DIRECTIVE >> Continue the Lake Maggiore travel guide below, picking up directly after its final sentence.

DOCUMENT TEXT >>
_____

Looking for things to do on Lake Maggiore? We’ve got you covered with this ultimate guide to Italy’s second lake, with lots of practical tips and info about the best towns on Lake Maggiore. Remember, we’re locals!
If you say ‘Italian Lakes’, most people would immediately think of Lake Como, or Lake Garda (if you’re Austrian or German, that is). But what about poor Lake Maggiore?
Lake Maggiore is probably the most offbeat of Italy’s three major lakes, even though it does attract a fair share of visitors, especially during the weekends around the major towns like Stresa, Verbania, and Locarno. It was a popular tourist destination in the late 19th/early 20th century, and some grand hotels dating back to that time still survive.
Lake Maggiore is a wonderful destination with something to offer for everyone – there’s great hiking around the lakefront and surrounding mountains like Monte Tamaro and Mottarone; wonderful architecture and history to discover in the Borromean Islands, as well as some stunning botanical gardens for nature lovers.
Here is our guide to the best things to do in Lake Maggiore, but let’s have a look at some practical information first!
Lake Maggiore Practical Info
Like all the major Italian Lakes, Lake Maggiore is of glacial origin, with a long and narrow shape. It is located on the border between Lombardy and Piedmont – the eastern side of the lake belongs to Lombardy and the western to Piedmont, whereas the northern tip (including the towns of Ascona and Locarno) is part of Switzerland.
Lake Maggiore is Italy’s second-largest, after Lake Garda. It is known in Italian as ‘Lago Maggiore’, meaning ‘major lake’, because in the area there are several smaller lakes like the Lake of Varese, Cannobio, Mergozzo, as well as Lake Orta.
Lake Maggiore measures 65 km from north to south (making it the longest Italian lake) and its shoreline is 170 km long.

_____

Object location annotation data
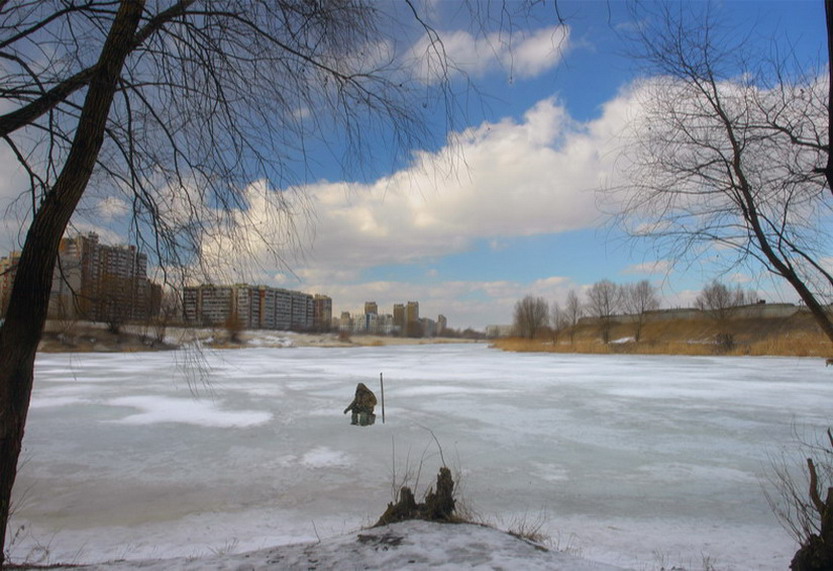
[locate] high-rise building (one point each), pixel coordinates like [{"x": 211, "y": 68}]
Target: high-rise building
[
  {"x": 413, "y": 326},
  {"x": 93, "y": 281},
  {"x": 8, "y": 267},
  {"x": 322, "y": 315},
  {"x": 442, "y": 324},
  {"x": 253, "y": 307},
  {"x": 399, "y": 317}
]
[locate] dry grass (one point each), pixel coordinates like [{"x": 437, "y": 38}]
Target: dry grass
[{"x": 796, "y": 336}]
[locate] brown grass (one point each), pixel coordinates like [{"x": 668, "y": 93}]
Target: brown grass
[{"x": 796, "y": 336}]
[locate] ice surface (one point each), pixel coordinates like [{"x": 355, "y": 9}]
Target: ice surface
[{"x": 635, "y": 461}]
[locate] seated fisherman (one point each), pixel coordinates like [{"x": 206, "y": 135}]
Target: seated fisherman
[{"x": 363, "y": 403}]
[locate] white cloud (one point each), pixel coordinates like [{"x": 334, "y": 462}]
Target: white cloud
[
  {"x": 522, "y": 55},
  {"x": 513, "y": 178},
  {"x": 660, "y": 267},
  {"x": 112, "y": 207}
]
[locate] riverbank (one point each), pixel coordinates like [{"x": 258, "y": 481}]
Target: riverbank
[
  {"x": 86, "y": 337},
  {"x": 795, "y": 335}
]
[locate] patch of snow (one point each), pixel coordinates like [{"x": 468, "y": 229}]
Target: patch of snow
[
  {"x": 186, "y": 411},
  {"x": 407, "y": 545}
]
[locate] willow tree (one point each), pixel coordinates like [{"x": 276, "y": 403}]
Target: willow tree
[
  {"x": 174, "y": 108},
  {"x": 729, "y": 151}
]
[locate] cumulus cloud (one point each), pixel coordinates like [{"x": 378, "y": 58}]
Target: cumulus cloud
[
  {"x": 520, "y": 55},
  {"x": 660, "y": 267},
  {"x": 534, "y": 175}
]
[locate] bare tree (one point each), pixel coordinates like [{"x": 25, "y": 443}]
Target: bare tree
[
  {"x": 721, "y": 304},
  {"x": 560, "y": 321},
  {"x": 804, "y": 504},
  {"x": 637, "y": 299},
  {"x": 731, "y": 151},
  {"x": 603, "y": 301},
  {"x": 531, "y": 316},
  {"x": 573, "y": 311},
  {"x": 175, "y": 108}
]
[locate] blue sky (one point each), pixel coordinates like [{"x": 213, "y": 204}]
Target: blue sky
[{"x": 511, "y": 207}]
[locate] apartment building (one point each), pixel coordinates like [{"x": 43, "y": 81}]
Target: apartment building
[
  {"x": 254, "y": 307},
  {"x": 93, "y": 281},
  {"x": 322, "y": 312},
  {"x": 7, "y": 271}
]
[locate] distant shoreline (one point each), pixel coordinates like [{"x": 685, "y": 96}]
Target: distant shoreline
[{"x": 87, "y": 337}]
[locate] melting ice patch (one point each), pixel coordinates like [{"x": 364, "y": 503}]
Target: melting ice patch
[
  {"x": 324, "y": 457},
  {"x": 187, "y": 411}
]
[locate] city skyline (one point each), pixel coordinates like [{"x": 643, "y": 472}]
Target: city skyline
[{"x": 501, "y": 200}]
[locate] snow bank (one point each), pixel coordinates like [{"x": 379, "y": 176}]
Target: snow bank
[{"x": 406, "y": 545}]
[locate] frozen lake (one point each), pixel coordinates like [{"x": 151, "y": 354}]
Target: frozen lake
[{"x": 631, "y": 460}]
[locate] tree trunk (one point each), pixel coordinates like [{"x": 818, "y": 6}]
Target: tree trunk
[
  {"x": 26, "y": 315},
  {"x": 828, "y": 170}
]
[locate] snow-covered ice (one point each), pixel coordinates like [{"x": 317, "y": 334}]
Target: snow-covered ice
[{"x": 634, "y": 461}]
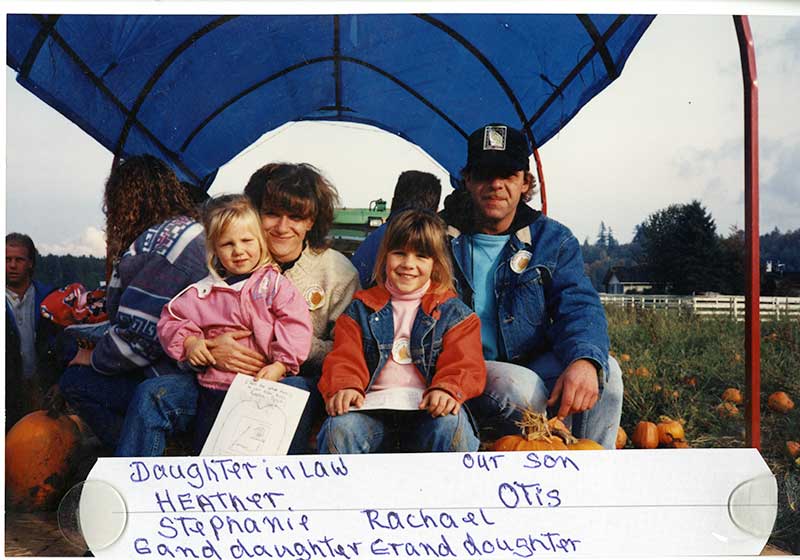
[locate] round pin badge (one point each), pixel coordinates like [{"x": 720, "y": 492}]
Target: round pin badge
[
  {"x": 520, "y": 260},
  {"x": 315, "y": 296},
  {"x": 401, "y": 352}
]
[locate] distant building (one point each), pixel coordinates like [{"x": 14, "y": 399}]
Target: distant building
[{"x": 628, "y": 280}]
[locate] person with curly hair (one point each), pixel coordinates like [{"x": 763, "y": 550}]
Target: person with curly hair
[
  {"x": 155, "y": 248},
  {"x": 296, "y": 204}
]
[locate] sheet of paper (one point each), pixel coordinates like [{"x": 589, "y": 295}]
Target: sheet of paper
[
  {"x": 692, "y": 502},
  {"x": 256, "y": 418},
  {"x": 393, "y": 399}
]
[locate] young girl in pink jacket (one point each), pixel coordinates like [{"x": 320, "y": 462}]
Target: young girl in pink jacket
[{"x": 244, "y": 290}]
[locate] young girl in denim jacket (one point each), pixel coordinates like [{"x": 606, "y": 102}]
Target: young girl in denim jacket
[
  {"x": 244, "y": 290},
  {"x": 410, "y": 331}
]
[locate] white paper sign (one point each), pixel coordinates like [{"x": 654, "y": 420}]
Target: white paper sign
[
  {"x": 392, "y": 399},
  {"x": 693, "y": 502},
  {"x": 257, "y": 417}
]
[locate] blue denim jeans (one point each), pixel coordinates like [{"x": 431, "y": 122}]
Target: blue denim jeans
[
  {"x": 381, "y": 430},
  {"x": 510, "y": 388},
  {"x": 166, "y": 405},
  {"x": 313, "y": 411},
  {"x": 101, "y": 400},
  {"x": 160, "y": 407}
]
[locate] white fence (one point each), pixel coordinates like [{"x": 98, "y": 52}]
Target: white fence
[{"x": 772, "y": 307}]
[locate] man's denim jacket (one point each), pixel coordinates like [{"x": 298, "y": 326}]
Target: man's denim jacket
[{"x": 551, "y": 304}]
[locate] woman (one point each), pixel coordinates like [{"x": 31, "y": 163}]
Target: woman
[
  {"x": 296, "y": 205},
  {"x": 155, "y": 248}
]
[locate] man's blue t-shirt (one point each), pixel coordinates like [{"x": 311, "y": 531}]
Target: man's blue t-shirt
[{"x": 486, "y": 250}]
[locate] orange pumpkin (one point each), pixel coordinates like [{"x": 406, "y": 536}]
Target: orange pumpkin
[
  {"x": 622, "y": 438},
  {"x": 39, "y": 454},
  {"x": 732, "y": 395},
  {"x": 584, "y": 444},
  {"x": 780, "y": 402},
  {"x": 536, "y": 436},
  {"x": 645, "y": 436},
  {"x": 727, "y": 410},
  {"x": 669, "y": 431}
]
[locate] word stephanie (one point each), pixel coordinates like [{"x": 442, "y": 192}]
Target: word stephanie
[
  {"x": 533, "y": 460},
  {"x": 420, "y": 519},
  {"x": 219, "y": 527},
  {"x": 198, "y": 473}
]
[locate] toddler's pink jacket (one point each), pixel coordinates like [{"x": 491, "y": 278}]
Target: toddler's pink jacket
[{"x": 268, "y": 304}]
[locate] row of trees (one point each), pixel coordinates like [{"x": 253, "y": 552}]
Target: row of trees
[
  {"x": 676, "y": 247},
  {"x": 679, "y": 249}
]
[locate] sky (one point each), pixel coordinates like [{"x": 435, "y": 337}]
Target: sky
[{"x": 668, "y": 131}]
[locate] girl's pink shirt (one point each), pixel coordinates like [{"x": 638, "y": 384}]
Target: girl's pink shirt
[
  {"x": 267, "y": 303},
  {"x": 404, "y": 310}
]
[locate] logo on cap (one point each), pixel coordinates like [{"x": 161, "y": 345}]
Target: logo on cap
[{"x": 494, "y": 137}]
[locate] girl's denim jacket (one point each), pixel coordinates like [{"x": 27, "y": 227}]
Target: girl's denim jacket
[
  {"x": 549, "y": 304},
  {"x": 445, "y": 344}
]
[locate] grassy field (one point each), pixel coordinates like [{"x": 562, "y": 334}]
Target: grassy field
[{"x": 678, "y": 365}]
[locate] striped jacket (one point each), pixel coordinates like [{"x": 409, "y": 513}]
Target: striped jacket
[{"x": 160, "y": 263}]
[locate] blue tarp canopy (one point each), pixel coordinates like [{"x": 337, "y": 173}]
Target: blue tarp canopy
[{"x": 196, "y": 90}]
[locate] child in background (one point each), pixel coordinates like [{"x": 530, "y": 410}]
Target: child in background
[
  {"x": 409, "y": 331},
  {"x": 244, "y": 290}
]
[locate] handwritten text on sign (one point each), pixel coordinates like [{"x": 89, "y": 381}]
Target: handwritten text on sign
[{"x": 481, "y": 505}]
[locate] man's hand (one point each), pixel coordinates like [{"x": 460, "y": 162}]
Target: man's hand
[
  {"x": 82, "y": 358},
  {"x": 576, "y": 388},
  {"x": 234, "y": 357},
  {"x": 439, "y": 403},
  {"x": 341, "y": 402}
]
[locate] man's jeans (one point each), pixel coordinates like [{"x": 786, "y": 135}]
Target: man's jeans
[
  {"x": 511, "y": 388},
  {"x": 162, "y": 406},
  {"x": 380, "y": 430},
  {"x": 101, "y": 400}
]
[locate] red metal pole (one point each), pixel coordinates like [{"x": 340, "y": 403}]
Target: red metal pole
[
  {"x": 540, "y": 175},
  {"x": 752, "y": 322}
]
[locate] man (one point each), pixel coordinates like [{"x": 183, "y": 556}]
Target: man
[
  {"x": 414, "y": 189},
  {"x": 543, "y": 328},
  {"x": 33, "y": 360}
]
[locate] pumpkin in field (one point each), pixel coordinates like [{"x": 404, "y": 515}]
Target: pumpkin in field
[
  {"x": 622, "y": 438},
  {"x": 780, "y": 402},
  {"x": 558, "y": 428},
  {"x": 727, "y": 410},
  {"x": 39, "y": 454},
  {"x": 536, "y": 436},
  {"x": 645, "y": 436},
  {"x": 669, "y": 431},
  {"x": 732, "y": 395}
]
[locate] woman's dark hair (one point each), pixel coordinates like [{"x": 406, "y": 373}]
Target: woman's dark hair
[
  {"x": 141, "y": 192},
  {"x": 297, "y": 189}
]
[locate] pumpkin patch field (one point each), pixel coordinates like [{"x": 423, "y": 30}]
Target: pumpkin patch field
[{"x": 691, "y": 370}]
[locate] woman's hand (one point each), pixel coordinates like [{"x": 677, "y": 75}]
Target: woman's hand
[
  {"x": 439, "y": 403},
  {"x": 234, "y": 357},
  {"x": 341, "y": 402},
  {"x": 82, "y": 358},
  {"x": 273, "y": 372},
  {"x": 197, "y": 353}
]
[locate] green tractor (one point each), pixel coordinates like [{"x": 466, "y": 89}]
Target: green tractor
[{"x": 352, "y": 225}]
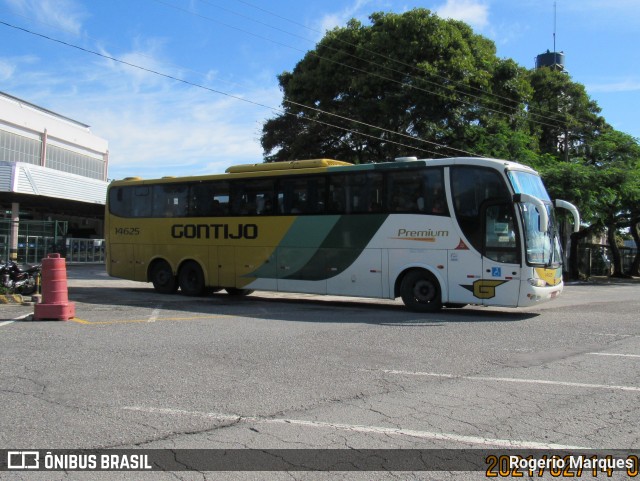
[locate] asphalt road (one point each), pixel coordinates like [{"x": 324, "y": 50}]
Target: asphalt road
[{"x": 136, "y": 369}]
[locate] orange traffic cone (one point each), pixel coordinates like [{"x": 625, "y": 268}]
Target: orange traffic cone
[{"x": 55, "y": 296}]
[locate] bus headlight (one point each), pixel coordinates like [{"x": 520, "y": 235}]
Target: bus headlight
[{"x": 537, "y": 282}]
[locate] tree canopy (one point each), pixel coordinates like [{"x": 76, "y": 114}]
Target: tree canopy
[{"x": 415, "y": 84}]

_____

RESPONSE >>
Best Time to Visit Lake Maggiore
Are you wondering what is the best time to visit Lake Maggiore? The lake is actually a year-round destination, with each season offering different experiences and reasons to visit. Winter can be foggy, but the temperature is usually mild, and it’s low season so you won’t have to worry about the crowds. Summer is great if you want to go swimming or hiking high in the mountains, but it can be very hot and busy with day trippers.
Autumn and spring are probably the best seasons to visit Lake Maggiore – in spring you can admire the stunning flower displays at Villa Taranto and the Borromean Islands, and autumn is ideal to go hiking at lower altitudes, pick chestnuts and admire the colourful autumn leaf display.
How to Get to Lake Maggiore From Milan
It’s very easy to get from Milan to Lake Maggiore by train. Both sides of the lake are served by railway lines – the eastern (Lombardy) by the Milan-Luino line, with hourly departures, and the western (Piedmont) by the Milan-Domodossola line, with some trains continuing to Brig in Switzerland and onward to Basel and Geneva.
To get around Lake Maggiore you can also make use of two ferry lines – one connecting the two sides, from Laveno to Intra (Verbania), and the second running from Arona in the south to Cannobio in the north, and vice-versa. You can get info on ferry schedules and tickets on the official website of Navigazione Laghi.
Can You Swim in Lake Maggiore?
Last question: can you go swimming in Lake Maggiore? In short, the answer is yes. Most Lake Maggiore towns will have a spiaggia (beach), but make sure you don’t swim more than 100/200 meters off the shore to keep a safe distance from speedboats and ferries. Generally speaking, the further north you go, the cleaner the water will be, especially away from the big cities.
The best place to swim in Lake Maggiore (in my opinion) is between Maccagno and Pino, close to the Swiss border.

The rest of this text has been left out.